* [Fragmento de referencia]

Cotidianidades / Luis Antonio Rincn Garcia

Hace algunos días la despensa lucía tan vacía, que resultaba casi irremediable ir al supermercado, a menos que aceptara cenar bicarbonato con almendras y pimienta. A pesar de que no es precisamente la actividad que más nos encanta, nos fuimos en familia a esa especie de paseo en el que, en no pocas ocasiones, nuestro querubín de tres años nos ha obligado a correr detrás suyo por los pasillos llenos de frascos de cristal, que para él son murallas colocadas por un alma caritativa que desea la diversión de los niños.
Íbamos contentos, bromeando, tomados de la mano. Mientras cruzábamos el estacionamiento, vimos a nuestra derecha cómo una camioneta blanca se echaba en reversa y luego, quizá alebrestados por la intuición, vimos cómo la conductora aceleraba sin importarle que nosotros estuviéramos en su camino.
Desconozco las razones que tenía para estar tan enojada con la vida, ni creo que le hayamos dado motivos para desquitarse con nosotros. Pudo pasar detrás nuestro, también tenía la opción de esperar tres segundos, en lugar de eso nos echó el auto encima y si no hubiéramos reaccionado correctamente, quizá habría ocurrido una desgracia.
El cerebro, en ocasiones, es muy veloz. Esa noche entre la adrenalina y la rabia comprendí lo que estuvo a punto de pasar, mi enojo empezó a crecer al pensar que esa persona pudo dañar a mi hijo sin otro motivo que sus ganas de desquitar su rabia, impotencia o maldad, y me enfurecí.
Corrí tras la camioneta, bajo la conciencia de que debían detenerse en la esquina siguiente (no es lo mismo echarle el auto a una familia que a otros autos), los alcancé y entonces vi el rostro de la conductora que me amenazaba y recordaba a toda la ascendencia mientras tocaba el auto como enloquecida
Yo le reclamé airado que estuvo a punto de atropellarnos, que entre esos adultos iba un niño, mi hijo, y el escuchar al copiloto decirme que me calmara, me enojó más aún.

* [Listado de filas]

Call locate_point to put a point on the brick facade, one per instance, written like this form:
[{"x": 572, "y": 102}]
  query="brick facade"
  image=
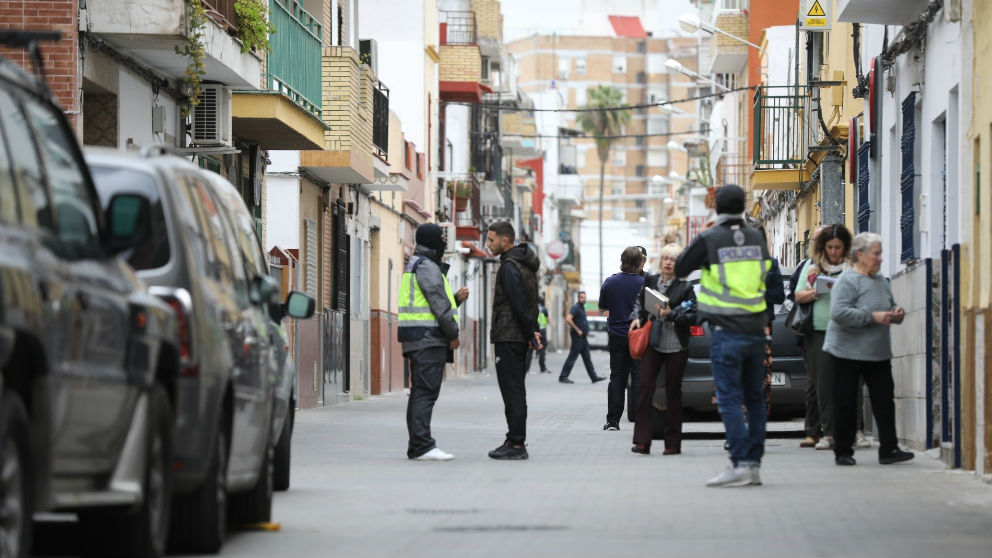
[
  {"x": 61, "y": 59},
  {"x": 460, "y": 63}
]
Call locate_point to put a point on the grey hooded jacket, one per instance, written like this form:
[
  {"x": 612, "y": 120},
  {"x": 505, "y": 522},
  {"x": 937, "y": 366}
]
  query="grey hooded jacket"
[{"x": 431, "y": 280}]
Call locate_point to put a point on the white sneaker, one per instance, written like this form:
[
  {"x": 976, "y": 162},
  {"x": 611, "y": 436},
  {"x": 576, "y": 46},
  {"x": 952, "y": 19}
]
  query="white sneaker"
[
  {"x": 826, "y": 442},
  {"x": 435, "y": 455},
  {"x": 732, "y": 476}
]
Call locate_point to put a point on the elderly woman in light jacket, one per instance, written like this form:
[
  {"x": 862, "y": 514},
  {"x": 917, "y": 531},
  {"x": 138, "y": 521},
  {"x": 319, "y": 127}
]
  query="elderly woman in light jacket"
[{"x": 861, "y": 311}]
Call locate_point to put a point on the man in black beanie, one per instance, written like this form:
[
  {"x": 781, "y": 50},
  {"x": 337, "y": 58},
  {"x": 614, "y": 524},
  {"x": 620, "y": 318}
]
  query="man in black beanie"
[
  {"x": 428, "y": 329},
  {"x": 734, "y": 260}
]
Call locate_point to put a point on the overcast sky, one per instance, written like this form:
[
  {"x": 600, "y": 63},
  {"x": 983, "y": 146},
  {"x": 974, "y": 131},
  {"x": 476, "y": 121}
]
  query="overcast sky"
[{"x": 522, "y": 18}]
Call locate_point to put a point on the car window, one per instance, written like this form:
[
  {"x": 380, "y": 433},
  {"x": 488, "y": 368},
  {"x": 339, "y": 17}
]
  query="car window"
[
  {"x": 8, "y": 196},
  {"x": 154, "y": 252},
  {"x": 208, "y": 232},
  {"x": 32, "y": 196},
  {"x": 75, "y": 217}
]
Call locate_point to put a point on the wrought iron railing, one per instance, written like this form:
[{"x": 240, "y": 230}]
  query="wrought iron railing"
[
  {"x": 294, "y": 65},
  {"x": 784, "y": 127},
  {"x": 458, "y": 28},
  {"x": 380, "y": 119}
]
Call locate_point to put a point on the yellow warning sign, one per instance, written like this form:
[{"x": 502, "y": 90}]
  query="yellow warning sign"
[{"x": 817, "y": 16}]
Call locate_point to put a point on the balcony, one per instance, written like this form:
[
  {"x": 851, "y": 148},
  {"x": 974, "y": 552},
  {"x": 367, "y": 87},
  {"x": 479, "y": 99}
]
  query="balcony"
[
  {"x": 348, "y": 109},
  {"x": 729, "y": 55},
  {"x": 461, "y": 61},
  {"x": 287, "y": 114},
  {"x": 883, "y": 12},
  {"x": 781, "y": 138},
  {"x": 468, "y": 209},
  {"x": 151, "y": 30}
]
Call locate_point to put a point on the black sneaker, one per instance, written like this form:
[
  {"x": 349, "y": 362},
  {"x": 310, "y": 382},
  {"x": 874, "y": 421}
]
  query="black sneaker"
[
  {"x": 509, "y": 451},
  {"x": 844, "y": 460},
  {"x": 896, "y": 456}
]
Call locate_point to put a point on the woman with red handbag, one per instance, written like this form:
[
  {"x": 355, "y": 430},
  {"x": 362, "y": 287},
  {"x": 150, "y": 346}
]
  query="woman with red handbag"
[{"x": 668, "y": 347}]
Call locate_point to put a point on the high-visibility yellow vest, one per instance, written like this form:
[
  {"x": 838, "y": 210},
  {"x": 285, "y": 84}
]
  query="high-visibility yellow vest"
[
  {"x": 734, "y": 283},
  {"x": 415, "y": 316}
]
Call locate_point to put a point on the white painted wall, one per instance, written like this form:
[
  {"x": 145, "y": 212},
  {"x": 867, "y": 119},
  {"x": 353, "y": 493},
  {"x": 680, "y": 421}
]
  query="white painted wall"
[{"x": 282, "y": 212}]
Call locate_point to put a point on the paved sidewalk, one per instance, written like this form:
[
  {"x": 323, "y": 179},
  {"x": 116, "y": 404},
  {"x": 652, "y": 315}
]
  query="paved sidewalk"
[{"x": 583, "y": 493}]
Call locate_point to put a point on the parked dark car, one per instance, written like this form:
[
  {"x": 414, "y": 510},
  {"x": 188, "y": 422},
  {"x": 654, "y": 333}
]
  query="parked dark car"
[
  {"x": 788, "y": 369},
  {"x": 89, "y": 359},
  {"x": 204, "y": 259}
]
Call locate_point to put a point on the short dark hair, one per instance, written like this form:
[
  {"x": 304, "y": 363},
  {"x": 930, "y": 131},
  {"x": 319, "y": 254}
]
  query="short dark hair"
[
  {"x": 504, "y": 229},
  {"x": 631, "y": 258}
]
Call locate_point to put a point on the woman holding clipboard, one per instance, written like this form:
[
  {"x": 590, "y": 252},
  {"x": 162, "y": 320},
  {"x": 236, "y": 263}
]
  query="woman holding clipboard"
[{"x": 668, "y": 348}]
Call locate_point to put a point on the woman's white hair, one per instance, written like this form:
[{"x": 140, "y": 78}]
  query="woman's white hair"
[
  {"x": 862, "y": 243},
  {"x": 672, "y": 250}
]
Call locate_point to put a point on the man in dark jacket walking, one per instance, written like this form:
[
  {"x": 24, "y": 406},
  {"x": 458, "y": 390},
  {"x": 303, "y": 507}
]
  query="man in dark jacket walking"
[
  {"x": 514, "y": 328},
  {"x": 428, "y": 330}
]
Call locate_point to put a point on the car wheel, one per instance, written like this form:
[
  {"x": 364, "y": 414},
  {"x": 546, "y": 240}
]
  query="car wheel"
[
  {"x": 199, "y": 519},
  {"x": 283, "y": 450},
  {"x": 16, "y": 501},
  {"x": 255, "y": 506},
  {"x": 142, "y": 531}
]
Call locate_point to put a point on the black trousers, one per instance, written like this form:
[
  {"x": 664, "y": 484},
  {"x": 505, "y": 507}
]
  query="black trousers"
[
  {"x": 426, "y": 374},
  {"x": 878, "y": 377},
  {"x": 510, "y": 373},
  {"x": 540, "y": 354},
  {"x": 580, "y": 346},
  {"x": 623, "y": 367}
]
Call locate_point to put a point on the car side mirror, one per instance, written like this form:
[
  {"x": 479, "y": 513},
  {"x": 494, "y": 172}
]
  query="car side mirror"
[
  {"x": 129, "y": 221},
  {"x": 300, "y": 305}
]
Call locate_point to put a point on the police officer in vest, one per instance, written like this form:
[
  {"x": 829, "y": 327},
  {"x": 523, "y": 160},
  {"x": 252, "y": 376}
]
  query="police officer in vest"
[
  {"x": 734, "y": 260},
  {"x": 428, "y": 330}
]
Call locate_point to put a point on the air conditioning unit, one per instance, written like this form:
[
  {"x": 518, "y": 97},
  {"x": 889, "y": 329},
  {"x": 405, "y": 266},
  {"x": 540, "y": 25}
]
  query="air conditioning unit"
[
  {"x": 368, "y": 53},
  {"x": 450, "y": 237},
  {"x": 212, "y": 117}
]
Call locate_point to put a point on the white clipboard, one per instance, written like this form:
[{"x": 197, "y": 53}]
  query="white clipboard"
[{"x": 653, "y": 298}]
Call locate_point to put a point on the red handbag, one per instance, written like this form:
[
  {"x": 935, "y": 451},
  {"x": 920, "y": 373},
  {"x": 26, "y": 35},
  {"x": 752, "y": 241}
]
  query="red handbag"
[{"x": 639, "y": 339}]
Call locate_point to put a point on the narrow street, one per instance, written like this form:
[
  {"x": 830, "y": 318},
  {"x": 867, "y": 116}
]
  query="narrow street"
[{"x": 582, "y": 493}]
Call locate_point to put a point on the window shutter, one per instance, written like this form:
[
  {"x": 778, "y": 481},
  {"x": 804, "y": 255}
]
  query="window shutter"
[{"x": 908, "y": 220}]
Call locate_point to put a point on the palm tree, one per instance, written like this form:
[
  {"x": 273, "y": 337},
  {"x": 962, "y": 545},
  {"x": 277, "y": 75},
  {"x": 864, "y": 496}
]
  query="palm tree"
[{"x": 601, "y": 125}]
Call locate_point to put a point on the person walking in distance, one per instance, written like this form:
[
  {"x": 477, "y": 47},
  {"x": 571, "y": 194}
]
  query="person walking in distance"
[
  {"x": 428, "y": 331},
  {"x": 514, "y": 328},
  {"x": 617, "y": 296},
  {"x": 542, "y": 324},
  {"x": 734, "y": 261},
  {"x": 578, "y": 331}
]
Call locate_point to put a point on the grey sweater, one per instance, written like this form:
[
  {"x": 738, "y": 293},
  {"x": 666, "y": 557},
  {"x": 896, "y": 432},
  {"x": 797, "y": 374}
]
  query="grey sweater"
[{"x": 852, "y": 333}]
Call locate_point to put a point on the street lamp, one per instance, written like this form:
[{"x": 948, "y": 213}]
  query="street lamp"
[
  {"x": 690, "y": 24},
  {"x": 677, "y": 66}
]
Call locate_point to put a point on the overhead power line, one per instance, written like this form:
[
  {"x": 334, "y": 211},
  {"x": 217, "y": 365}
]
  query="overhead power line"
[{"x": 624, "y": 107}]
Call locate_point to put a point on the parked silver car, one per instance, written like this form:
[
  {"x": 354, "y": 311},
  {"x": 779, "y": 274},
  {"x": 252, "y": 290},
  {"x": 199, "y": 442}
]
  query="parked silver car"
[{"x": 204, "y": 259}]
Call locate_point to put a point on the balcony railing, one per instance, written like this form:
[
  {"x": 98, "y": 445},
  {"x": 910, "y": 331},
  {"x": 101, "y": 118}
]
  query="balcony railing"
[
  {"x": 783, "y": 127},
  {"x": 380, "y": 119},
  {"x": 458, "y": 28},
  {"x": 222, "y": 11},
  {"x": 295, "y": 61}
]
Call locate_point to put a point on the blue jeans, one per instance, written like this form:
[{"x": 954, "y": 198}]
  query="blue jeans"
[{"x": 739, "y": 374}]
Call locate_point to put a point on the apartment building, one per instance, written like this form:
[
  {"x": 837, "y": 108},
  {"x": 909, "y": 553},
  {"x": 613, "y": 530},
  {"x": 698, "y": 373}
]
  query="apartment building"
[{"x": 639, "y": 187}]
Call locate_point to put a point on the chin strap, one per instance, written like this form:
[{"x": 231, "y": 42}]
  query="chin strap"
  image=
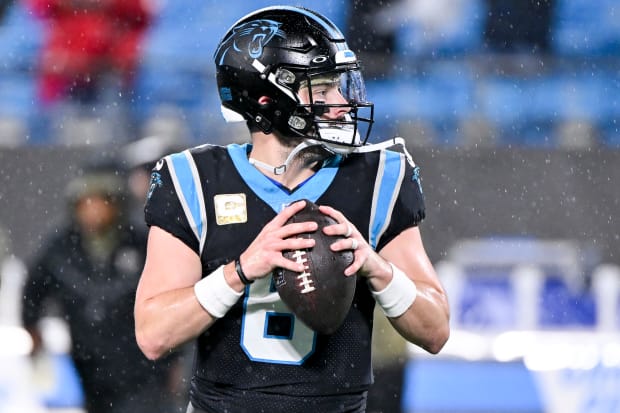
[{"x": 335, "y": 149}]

...

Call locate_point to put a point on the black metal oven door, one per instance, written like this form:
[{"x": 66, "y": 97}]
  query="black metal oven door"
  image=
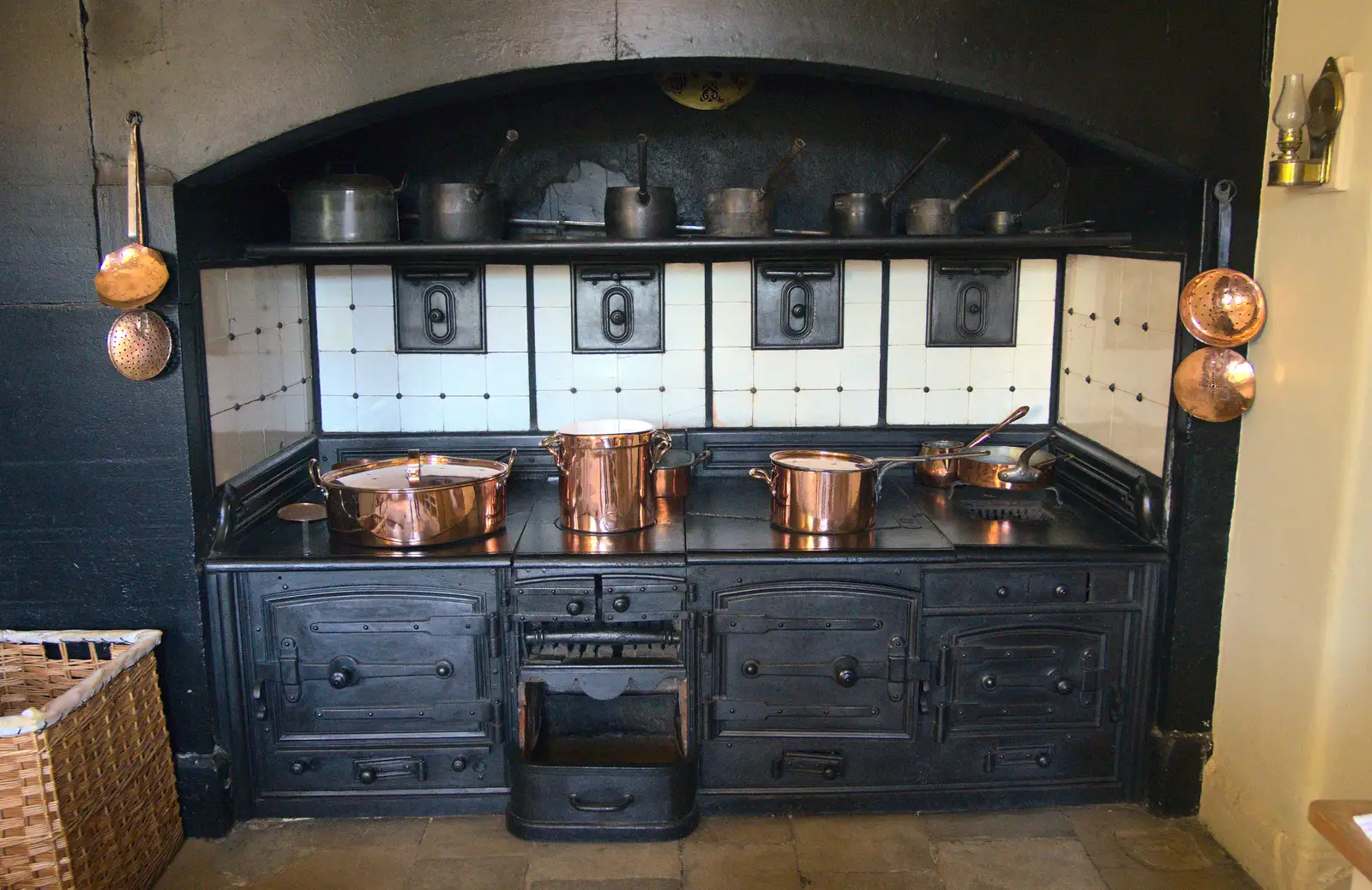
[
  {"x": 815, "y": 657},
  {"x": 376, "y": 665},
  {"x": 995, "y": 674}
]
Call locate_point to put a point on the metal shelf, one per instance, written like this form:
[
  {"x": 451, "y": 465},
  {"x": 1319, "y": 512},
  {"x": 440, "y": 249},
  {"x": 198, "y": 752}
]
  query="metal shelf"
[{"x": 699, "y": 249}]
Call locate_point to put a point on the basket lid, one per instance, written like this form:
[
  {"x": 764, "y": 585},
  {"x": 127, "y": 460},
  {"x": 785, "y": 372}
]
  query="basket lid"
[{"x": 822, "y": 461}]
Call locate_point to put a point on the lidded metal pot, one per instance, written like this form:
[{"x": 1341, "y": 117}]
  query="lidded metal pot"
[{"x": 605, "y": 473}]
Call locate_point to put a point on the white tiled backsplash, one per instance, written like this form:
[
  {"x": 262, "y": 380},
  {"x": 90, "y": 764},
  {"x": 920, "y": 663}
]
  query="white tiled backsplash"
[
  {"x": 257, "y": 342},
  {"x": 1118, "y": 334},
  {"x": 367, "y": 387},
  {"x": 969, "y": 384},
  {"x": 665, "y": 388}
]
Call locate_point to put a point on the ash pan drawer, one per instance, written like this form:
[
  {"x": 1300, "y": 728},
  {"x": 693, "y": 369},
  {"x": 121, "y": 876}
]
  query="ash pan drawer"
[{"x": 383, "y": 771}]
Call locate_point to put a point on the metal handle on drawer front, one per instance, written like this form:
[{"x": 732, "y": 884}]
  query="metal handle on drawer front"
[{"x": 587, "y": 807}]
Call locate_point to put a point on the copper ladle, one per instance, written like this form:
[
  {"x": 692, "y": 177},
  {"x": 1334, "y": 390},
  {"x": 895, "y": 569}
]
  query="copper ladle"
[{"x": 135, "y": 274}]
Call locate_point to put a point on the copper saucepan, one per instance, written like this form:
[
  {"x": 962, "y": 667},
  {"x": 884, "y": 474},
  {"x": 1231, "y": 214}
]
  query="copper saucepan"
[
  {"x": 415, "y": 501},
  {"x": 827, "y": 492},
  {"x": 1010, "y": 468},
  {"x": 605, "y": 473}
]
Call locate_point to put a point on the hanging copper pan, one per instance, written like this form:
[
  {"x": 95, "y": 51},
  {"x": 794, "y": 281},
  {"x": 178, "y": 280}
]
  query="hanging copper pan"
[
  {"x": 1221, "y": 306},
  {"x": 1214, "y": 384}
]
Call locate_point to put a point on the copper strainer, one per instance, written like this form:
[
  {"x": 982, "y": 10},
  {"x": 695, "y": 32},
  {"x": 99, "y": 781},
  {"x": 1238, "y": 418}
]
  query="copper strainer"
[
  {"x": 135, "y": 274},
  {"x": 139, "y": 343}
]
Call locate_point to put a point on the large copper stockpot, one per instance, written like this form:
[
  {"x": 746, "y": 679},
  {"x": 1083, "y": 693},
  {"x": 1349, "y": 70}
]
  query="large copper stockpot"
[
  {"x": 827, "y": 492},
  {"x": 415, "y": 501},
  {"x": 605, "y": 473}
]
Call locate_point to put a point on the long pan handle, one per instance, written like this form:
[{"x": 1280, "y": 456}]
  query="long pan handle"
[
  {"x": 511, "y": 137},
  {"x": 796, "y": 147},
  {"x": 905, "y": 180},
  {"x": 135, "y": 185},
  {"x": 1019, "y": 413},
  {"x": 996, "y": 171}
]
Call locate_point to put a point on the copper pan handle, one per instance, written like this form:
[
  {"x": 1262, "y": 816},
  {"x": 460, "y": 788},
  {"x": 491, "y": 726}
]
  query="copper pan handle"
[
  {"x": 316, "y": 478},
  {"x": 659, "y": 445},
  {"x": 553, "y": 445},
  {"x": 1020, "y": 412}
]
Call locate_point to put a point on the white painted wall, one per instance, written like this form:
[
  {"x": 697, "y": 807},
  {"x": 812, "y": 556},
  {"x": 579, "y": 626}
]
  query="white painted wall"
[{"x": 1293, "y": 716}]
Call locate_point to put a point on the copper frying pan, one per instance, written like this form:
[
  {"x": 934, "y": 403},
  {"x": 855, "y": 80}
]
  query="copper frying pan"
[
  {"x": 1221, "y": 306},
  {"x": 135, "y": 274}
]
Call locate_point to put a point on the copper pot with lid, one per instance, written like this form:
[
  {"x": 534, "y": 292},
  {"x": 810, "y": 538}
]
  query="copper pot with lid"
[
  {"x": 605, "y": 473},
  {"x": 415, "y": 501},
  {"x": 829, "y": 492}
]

* [Consigna escrita 1] Según el relato del supermercado, ¿de qué color era la camioneta que aceleró en el estacionamiento?
* [Consigna escrita 2] Repite textualmente el fragmento del relato del supermercado que empieza en "Cotidianidades / Luis" y termina en "en su camino.".

* [Respuesta 1] Blanca.

* [Respuesta 2]
Cotidianidades / Luis Antonio Rincn Garcia

Hace algunos días la despensa lucía tan vacía, que resultaba casi irremediable ir al supermercado, a menos que aceptara cenar bicarbonato con almendras y pimienta. A pesar de que no es precisamente la actividad que más nos encanta, nos fuimos en familia a esa especie de paseo en el que, en no pocas ocasiones, nuestro querubín de tres años nos ha obligado a correr detrás suyo por los pasillos llenos de frascos de cristal, que para él son murallas colocadas por un alma caritativa que desea la diversión de los niños.
Íbamos contentos, bromeando, tomados de la mano. Mientras cruzábamos el estacionamiento, vimos a nuestra derecha cómo una camioneta blanca se echaba en reversa y luego, quizá alebrestados por la intuición, vimos cómo la conductora aceleraba sin importarle que nosotros estuviéramos en su camino.